(Dati di annotazione sulla posizione degli oggetti)
■ ■ ■ ■ ■

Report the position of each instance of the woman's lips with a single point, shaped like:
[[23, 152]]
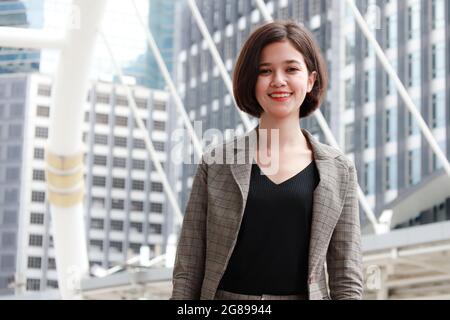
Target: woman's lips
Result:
[[281, 99]]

■ ■ ■ ■ ■

*Richiesta*
Restituisci le righe qui sopra come lista JSON di stringhe, una stringa per riga, tralasciando le righe vuote. Escludi le immagini dall'output.

*Risposta corretta*
[
  "Report the position of each instance of the woman's lips with a single point, shaped like:",
  "[[23, 152]]",
  "Target: woman's lips",
  "Result:",
  "[[281, 99]]"
]